> _ESTRATTO SCELTO_:

⟨

Se all'inizio il problema principale era legato ai costi - un ciclo poteva arrivare a costare diverse decine di migliaia di euro - ora, grazie alla concorrenza sul mercato, alle politiche lungimiranti dell'Agenzia Italiana del Farmaco in fatto di negoziazione e alle inferiori durata del trattamento, la lotta all'epatite C è questione di organizzazione. Ad oggi, secondo gli ultimi dati dell'AIFA, sono 156 mila gli italiani che hanno avuto accesso ai nuovi antivirali a partire da gennaio 2015. Dallo studio di EpaC emerge però che a gennaio 2019 saranno circa 160 mila quelli con diagnosi nota ancora in attesa di essere curati. «Conoscere quanti pazienti devono ancora essere trattati - spiega Francesco Saverio Mennini, Direttore del CEIS dell’Università Tor Vergata di Roma - favorisce una programmazione virtuosa ed efficiente, anche dal punto di vista economico e finanziario, incidendo positivamente sulla sostenibilità di sistema». Poter curare tutti infatti è un vantaggio non solo per i malati ma anche per il sistema sanitario nazionale: «Come emerso in un recente studio presentato al convegno ISPOR USA 2018, il trattamento del paziente nella fase precoce della malattia determina un ritorno completo dell’investimento effettuato dopo circa 6 anni ed è plausibile che questo trend prosegua, comportando minori impatti sulla spesa e ritorni ancora più rapidi», spiega Mennini.

⟩

> _CONSEGNA_: Riporta per intero il brano sull'epatite C qui sopra, senza cambiare nulla.

> _RIGHE DI DATI_:
⟨

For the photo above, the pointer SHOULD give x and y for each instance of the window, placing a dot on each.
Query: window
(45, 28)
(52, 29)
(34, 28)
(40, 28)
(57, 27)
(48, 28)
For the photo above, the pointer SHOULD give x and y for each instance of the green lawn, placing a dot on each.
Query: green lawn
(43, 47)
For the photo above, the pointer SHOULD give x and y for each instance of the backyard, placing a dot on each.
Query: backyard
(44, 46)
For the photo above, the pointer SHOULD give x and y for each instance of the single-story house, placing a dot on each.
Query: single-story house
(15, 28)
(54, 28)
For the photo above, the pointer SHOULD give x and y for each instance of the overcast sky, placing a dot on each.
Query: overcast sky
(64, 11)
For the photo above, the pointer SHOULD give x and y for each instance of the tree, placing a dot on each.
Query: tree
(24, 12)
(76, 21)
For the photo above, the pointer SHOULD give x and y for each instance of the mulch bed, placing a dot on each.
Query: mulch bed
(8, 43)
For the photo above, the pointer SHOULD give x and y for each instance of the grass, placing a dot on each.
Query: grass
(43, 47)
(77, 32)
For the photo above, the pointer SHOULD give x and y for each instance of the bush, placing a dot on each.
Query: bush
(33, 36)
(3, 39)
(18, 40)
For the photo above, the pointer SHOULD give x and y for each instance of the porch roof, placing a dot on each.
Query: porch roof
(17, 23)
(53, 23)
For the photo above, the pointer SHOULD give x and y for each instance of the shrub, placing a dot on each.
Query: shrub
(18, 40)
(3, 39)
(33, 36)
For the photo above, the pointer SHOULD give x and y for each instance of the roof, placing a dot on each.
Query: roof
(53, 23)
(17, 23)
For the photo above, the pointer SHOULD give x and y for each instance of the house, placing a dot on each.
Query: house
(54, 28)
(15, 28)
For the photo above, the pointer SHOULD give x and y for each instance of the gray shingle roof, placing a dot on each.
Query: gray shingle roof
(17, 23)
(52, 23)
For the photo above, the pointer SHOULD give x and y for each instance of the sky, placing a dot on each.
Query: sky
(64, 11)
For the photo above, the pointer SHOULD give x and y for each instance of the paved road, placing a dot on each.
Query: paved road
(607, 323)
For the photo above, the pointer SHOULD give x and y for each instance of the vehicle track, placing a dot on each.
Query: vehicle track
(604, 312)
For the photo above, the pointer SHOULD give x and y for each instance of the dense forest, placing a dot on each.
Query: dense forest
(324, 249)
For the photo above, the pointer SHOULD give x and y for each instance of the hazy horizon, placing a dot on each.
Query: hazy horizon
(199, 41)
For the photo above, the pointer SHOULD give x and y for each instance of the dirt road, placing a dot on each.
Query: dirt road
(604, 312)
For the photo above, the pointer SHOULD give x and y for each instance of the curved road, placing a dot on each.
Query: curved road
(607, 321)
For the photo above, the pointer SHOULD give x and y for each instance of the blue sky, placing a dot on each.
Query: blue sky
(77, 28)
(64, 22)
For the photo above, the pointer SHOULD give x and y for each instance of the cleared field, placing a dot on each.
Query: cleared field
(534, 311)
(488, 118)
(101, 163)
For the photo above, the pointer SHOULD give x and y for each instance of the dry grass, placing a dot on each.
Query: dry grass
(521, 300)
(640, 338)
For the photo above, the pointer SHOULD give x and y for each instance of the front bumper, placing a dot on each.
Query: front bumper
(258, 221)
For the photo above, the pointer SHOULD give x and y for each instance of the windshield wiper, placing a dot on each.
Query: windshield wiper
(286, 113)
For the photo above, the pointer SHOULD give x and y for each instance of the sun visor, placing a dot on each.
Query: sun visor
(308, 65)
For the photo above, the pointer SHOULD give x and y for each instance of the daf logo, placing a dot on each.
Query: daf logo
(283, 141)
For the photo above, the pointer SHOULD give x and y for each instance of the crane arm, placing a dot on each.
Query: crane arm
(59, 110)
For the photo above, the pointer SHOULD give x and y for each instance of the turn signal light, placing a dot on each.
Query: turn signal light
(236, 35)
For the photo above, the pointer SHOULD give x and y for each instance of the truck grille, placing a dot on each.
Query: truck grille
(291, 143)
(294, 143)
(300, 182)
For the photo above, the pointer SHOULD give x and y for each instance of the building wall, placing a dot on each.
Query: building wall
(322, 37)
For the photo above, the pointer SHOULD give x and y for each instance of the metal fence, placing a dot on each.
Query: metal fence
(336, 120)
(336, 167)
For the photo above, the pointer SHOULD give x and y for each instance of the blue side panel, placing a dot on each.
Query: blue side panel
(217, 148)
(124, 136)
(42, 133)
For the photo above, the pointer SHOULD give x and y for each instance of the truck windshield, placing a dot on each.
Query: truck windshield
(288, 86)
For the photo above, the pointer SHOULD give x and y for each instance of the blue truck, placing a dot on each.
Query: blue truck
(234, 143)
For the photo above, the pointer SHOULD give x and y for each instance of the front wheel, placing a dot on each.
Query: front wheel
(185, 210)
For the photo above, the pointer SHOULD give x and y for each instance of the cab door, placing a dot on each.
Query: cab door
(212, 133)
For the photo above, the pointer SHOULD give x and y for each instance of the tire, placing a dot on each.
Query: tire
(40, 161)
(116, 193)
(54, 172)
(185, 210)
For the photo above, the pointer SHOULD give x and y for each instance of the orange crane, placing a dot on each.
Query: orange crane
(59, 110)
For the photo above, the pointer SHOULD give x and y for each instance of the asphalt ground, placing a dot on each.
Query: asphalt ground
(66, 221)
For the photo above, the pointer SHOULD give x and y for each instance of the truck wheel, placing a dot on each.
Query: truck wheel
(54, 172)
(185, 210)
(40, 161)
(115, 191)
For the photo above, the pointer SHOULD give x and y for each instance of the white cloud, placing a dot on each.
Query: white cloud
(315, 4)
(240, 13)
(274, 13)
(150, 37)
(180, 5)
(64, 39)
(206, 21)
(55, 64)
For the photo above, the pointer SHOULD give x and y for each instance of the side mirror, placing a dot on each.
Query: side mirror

⟩

> _RISULTATO_:
Se all'inizio il problema principale era legato ai costi - un ciclo poteva arrivare a costare diverse decine di migliaia di euro - ora, grazie alla concorrenza sul mercato, alle politiche lungimiranti dell'Agenzia Italiana del Farmaco in fatto di negoziazione e alle inferiori durata del trattamento, la lotta all'epatite C è questione di organizzazione. Ad oggi, secondo gli ultimi dati dell'AIFA, sono 156 mila gli italiani che hanno avuto accesso ai nuovi antivirali a partire da gennaio 2015. Dallo studio di EpaC emerge però che a gennaio 2019 saranno circa 160 mila quelli con diagnosi nota ancora in attesa di essere curati. «Conoscere quanti pazienti devono ancora essere trattati - spiega Francesco Saverio Mennini, Direttore del CEIS dell’Università Tor Vergata di Roma - favorisce una programmazione virtuosa ed efficiente, anche dal punto di vista economico e finanziario, incidendo positivamente sulla sostenibilità di sistema». Poter curare tutti infatti è un vantaggio non solo per i malati ma anche per il sistema sanitario nazionale: «Come emerso in un recente studio presentato al convegno ISPOR USA 2018, il trattamento del paziente nella fase precoce della malattia determina un ritorno completo dell’investimento effettuato dopo circa 6 anni ed è plausibile che questo trend prosegua, comportando minori impatti sulla spesa e ritorni ancora più rapidi», spiega Mennini.